What is asked: Locate the line that contains "foliage and record integer pixel coordinates.". Print it and each following line through the end of the listing, verbatim, and nothing more.
>> START Material provided
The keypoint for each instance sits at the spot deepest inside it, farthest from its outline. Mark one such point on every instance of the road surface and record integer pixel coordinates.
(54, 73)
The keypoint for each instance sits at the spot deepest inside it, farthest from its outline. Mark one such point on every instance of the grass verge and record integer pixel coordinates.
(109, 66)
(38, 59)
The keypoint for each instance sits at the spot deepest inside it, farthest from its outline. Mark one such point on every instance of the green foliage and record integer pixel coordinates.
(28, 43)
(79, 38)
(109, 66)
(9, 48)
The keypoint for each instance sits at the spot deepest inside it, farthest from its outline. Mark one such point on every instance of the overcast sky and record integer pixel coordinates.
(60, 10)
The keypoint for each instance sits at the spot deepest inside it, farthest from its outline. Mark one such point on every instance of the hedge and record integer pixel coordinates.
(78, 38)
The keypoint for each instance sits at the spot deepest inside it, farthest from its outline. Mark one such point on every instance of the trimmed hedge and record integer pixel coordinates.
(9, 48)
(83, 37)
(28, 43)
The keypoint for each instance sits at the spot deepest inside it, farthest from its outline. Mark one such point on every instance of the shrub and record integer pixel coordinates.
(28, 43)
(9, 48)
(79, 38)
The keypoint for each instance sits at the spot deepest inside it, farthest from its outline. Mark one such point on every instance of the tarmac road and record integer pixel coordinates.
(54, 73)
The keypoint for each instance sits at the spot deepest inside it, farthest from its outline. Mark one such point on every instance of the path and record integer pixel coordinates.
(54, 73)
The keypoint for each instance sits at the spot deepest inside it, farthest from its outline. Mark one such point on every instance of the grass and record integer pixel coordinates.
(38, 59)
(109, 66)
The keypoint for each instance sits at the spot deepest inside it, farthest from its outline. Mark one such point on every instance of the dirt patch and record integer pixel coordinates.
>> END Material provided
Solution for this exercise:
The keypoint for each instance sits at the spot deepest inside it, farthest from its outline. Mark one such point on every instance of the green foliage and record integer pixel coordinates.
(28, 43)
(79, 38)
(109, 66)
(9, 48)
The keypoint for each instance sits at the spot deepest inside it, farthest from its outline. Mark one such point on every instance of the overcast sky and record integer pixel coordinates.
(60, 10)
The keypoint for each instance sits at the spot deepest inside it, farthest from its outline. Mark one such point on every instance of the hedge and record integer pixel coordinates.
(78, 38)
The keypoint for each instance sits at the spot deepest inside it, farthest from its outline. Mark one such point on every instance of the trimmed hedge and record integer pixel coordinates.
(9, 48)
(83, 37)
(28, 43)
The keypoint for each instance sits at the spot deepest inside it, farthest from its outline. Mark one such point on every instance of the shrub and record integer pixel coordinates.
(28, 43)
(9, 48)
(79, 38)
The keypoint for each instance sits at the spot deepest inside it, farthest from its outline. Mark one such point on every instance of the tarmac road and record integer pixel coordinates.
(54, 73)
The keypoint for each instance sits at the spot deepest inside it, farthest from its outline. Mark one such point on every instance of the path and record integer pixel coordinates.
(54, 73)
The keypoint for each instance sits at the spot deepest inside it, farthest from its outline. Mark one such point on every instance of the grass and record integer pixel coordinates.
(38, 59)
(109, 66)
The keypoint for each instance sits at the spot deepest inside it, farthest from its outline. Mark one such point on every instance of the dirt patch and record integer pixel coordinates.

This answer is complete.